++++ Material supplied ++++

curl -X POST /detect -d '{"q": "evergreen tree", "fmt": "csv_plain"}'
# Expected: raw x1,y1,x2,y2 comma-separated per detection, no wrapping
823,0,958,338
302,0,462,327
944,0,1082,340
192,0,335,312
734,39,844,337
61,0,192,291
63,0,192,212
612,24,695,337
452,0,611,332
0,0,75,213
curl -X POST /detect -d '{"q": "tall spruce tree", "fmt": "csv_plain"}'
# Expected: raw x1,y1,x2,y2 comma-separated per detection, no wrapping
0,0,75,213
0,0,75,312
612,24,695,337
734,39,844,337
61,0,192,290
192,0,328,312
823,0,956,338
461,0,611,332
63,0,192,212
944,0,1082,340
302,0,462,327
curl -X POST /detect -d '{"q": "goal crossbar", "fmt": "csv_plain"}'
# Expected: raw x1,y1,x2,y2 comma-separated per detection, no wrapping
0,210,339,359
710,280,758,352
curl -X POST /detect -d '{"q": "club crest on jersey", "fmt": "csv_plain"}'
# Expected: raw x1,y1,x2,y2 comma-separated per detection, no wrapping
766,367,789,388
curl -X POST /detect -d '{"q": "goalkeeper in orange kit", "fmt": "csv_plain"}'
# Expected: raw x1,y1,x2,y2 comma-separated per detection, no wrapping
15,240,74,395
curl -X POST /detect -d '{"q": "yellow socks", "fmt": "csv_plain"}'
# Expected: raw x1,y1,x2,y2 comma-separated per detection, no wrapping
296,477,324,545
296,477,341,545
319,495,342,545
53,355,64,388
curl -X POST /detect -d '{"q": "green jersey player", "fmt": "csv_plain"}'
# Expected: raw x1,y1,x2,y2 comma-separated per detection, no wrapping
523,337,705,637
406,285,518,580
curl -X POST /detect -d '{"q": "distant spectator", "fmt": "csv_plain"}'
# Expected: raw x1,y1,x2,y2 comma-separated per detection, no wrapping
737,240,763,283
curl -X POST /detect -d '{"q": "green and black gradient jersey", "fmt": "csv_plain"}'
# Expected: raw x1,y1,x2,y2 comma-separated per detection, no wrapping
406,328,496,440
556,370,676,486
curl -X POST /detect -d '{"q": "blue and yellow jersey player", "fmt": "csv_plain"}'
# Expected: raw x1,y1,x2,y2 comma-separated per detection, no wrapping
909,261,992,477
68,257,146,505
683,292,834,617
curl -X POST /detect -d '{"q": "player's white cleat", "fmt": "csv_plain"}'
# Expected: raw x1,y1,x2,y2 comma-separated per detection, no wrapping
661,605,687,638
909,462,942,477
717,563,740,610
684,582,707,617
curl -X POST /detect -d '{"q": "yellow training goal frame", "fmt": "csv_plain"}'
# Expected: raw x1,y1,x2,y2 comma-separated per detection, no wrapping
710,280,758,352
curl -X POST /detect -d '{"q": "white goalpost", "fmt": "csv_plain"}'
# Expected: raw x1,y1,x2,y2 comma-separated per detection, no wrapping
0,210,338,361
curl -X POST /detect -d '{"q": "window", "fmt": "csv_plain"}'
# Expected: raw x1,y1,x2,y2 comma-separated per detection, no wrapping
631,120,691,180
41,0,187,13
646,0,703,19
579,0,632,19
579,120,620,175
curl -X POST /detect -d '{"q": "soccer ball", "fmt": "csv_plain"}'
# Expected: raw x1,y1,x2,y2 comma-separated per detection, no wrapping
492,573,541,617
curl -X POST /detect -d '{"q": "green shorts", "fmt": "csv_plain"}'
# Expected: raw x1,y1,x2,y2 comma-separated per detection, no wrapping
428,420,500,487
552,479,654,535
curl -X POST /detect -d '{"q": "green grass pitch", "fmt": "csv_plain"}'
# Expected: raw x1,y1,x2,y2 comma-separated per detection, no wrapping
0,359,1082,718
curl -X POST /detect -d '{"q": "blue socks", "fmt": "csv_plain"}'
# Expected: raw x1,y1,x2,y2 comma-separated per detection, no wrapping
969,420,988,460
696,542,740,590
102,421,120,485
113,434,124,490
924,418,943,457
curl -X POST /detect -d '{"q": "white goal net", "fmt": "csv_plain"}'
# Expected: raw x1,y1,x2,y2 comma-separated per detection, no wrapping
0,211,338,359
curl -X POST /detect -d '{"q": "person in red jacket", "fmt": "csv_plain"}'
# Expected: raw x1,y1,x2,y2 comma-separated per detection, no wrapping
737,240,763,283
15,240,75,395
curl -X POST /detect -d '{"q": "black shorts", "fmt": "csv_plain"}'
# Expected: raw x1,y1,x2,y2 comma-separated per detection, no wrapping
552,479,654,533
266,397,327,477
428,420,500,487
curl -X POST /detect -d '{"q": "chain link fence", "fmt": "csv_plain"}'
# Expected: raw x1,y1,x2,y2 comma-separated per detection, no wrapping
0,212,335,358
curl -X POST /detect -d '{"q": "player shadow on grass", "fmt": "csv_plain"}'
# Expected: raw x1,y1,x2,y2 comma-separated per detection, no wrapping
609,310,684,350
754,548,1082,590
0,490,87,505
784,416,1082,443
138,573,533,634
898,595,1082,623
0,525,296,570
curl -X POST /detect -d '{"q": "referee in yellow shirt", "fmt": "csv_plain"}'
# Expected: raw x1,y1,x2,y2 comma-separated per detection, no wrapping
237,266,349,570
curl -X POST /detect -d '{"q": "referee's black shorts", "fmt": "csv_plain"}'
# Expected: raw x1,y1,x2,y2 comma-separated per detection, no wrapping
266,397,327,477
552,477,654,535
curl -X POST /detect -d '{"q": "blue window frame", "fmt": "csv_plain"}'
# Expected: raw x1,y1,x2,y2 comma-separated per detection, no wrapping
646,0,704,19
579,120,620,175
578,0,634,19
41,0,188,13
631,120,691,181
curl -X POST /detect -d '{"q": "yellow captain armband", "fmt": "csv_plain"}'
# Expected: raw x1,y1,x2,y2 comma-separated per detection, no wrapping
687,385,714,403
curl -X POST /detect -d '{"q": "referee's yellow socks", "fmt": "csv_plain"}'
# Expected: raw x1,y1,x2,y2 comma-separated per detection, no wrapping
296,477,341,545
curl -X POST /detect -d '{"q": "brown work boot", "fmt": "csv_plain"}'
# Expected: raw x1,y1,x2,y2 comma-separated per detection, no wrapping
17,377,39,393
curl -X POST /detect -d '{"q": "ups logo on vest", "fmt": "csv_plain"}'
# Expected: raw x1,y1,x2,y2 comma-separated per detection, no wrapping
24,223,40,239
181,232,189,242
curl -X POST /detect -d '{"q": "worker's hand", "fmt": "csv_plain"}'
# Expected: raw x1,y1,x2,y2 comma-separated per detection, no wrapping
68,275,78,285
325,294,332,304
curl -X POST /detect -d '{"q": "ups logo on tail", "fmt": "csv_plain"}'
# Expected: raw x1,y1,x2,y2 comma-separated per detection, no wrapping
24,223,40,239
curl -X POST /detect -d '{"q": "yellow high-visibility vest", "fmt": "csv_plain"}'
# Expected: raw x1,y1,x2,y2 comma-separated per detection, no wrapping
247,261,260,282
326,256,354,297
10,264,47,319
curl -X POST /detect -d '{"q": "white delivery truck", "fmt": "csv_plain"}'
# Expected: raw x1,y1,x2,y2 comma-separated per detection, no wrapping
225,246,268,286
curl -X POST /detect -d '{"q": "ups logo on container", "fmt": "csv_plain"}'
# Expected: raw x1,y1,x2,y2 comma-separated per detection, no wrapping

++++

Report how many lines of the records above contain the string "frame".

2